• [Data excerpts]
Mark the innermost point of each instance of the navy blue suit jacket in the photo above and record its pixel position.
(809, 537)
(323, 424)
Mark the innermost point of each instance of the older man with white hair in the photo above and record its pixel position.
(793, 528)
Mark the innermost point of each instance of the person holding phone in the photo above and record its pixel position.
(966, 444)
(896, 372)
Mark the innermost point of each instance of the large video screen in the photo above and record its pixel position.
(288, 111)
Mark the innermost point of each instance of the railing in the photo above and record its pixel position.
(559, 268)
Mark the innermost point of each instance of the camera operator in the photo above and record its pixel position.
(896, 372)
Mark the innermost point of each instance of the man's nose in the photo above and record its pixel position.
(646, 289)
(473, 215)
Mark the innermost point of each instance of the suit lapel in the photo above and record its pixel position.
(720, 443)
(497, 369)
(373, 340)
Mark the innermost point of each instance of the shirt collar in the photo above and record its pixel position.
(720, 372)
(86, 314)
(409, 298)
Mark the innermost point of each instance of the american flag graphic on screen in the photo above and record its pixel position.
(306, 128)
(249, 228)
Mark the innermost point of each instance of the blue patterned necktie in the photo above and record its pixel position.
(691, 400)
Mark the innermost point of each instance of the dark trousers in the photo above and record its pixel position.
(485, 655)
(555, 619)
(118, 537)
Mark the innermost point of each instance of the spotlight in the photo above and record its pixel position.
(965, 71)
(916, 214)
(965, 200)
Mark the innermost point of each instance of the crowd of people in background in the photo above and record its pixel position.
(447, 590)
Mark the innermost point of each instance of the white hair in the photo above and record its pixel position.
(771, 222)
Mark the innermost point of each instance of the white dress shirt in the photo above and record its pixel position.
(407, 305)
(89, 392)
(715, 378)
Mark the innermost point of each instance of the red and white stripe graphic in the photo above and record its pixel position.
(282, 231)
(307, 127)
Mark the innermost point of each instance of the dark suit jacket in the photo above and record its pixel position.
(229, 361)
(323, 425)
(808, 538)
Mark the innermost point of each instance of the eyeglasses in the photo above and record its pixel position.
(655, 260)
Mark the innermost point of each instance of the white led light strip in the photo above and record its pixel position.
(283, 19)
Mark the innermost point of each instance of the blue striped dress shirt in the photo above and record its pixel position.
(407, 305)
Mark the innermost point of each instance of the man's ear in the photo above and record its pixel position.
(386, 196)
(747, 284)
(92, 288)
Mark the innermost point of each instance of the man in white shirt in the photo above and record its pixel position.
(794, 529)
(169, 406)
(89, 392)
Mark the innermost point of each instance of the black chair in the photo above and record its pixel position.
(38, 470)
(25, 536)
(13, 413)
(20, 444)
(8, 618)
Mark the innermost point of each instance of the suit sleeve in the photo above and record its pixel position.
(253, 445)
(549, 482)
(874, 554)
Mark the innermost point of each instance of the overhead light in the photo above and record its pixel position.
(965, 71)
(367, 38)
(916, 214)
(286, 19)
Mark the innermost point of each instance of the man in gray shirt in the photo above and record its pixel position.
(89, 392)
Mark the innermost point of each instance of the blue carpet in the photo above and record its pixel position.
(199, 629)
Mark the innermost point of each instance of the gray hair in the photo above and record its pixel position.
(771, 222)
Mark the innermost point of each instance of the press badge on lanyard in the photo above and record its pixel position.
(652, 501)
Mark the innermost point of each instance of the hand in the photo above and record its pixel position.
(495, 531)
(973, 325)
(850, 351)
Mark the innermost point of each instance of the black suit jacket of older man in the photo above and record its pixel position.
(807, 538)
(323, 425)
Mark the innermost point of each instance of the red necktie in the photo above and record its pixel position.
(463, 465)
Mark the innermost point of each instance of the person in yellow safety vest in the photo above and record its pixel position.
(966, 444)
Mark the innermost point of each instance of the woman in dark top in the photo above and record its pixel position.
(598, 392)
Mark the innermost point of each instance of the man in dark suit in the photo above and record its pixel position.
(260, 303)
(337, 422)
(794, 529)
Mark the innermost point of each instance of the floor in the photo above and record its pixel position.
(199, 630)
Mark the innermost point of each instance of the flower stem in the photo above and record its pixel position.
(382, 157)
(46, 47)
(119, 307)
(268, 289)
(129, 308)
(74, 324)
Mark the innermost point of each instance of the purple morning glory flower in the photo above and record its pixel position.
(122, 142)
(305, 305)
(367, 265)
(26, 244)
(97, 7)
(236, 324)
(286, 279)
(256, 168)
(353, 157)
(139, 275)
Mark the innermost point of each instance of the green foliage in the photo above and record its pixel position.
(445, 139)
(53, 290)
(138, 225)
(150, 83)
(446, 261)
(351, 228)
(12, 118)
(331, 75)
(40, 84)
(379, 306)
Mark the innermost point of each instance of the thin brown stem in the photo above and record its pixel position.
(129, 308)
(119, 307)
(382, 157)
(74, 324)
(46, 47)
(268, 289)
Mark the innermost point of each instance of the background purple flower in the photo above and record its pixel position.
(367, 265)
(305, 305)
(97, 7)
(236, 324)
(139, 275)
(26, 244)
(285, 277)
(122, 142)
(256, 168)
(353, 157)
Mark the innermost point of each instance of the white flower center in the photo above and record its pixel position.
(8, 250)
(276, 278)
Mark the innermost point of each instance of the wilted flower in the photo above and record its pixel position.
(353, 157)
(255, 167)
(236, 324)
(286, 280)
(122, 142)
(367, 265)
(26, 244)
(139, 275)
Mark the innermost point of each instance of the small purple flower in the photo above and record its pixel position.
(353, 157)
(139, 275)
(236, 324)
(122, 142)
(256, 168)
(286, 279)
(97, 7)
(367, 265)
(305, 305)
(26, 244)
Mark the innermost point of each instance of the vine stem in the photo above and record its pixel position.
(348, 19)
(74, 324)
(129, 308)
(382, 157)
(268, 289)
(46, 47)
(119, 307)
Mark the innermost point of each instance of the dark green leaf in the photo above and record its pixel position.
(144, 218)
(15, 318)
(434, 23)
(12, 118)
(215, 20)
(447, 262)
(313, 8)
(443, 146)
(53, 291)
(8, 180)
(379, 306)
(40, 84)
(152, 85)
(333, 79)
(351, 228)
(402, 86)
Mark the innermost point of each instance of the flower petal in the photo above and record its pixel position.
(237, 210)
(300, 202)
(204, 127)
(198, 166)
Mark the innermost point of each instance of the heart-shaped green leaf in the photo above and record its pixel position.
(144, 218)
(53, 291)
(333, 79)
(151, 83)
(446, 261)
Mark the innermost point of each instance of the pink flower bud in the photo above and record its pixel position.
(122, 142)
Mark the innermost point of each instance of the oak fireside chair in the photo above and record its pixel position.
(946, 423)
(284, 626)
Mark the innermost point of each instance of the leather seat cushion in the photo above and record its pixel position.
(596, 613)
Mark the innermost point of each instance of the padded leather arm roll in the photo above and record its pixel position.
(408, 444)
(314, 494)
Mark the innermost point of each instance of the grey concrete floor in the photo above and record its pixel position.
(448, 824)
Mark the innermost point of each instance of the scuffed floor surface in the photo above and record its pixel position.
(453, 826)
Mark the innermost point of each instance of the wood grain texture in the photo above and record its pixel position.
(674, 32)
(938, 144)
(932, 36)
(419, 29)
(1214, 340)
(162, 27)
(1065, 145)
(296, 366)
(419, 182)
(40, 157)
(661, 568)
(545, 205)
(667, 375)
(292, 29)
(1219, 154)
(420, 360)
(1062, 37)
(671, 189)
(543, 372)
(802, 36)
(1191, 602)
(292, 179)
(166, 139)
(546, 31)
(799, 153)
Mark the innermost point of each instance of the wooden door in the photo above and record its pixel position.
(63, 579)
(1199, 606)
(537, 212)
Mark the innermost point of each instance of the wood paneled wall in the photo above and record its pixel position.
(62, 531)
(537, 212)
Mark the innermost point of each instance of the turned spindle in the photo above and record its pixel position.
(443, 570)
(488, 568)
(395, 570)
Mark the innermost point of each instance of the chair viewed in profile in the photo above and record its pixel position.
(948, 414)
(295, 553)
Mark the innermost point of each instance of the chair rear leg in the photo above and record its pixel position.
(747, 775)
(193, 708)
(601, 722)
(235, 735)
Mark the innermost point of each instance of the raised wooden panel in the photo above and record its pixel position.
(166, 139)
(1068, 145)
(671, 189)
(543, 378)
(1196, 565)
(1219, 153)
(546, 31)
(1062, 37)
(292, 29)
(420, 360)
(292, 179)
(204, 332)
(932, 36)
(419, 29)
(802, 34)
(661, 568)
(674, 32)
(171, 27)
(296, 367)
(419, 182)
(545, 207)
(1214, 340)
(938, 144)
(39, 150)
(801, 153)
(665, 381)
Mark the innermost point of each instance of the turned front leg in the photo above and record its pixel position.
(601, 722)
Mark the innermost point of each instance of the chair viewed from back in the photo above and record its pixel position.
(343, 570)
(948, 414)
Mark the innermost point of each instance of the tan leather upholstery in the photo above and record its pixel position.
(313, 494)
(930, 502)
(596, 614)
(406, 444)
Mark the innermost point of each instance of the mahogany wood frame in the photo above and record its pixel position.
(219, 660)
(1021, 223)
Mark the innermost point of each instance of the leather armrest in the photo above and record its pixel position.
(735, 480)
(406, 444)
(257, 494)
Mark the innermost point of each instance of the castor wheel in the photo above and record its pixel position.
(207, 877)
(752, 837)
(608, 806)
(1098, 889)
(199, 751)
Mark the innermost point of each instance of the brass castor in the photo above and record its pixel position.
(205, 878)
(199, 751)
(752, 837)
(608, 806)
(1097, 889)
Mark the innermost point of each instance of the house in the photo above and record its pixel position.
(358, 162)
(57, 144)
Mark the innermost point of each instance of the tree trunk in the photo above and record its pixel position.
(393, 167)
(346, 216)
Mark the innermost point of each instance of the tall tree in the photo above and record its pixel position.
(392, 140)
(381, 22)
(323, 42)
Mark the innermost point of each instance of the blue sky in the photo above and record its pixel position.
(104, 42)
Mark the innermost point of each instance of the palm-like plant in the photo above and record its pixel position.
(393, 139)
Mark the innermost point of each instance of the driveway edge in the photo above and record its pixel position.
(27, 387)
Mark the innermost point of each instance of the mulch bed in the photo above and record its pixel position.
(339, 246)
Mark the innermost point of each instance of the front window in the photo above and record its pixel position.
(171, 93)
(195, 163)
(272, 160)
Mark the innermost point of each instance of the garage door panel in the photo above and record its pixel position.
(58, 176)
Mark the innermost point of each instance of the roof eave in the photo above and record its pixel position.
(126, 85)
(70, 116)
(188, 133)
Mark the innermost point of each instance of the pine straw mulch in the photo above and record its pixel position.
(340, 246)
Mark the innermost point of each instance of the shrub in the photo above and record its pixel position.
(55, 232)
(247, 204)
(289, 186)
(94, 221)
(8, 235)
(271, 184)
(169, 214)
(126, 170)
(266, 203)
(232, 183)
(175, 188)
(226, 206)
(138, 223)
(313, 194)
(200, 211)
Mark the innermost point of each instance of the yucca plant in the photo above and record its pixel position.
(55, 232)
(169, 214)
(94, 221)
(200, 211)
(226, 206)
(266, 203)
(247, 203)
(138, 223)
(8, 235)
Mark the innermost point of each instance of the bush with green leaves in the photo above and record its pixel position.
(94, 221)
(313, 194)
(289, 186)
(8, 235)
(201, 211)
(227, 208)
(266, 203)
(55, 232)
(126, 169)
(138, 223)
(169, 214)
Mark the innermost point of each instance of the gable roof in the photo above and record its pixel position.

• [Exercise] The task here is to output the line with "Mark the innermost point of each instance of the bush" and all lines after it to the end of the records above, exactly and only those.

• [Exercise response]
Mark the innermost point of each instance of the bush with green leaves in the photo above and record its pixel position.
(94, 221)
(313, 194)
(289, 186)
(8, 235)
(201, 211)
(227, 208)
(266, 203)
(55, 232)
(126, 169)
(138, 223)
(169, 214)
Mark the innermost point of each instance of the gable roof in the photo above and record its pixel position.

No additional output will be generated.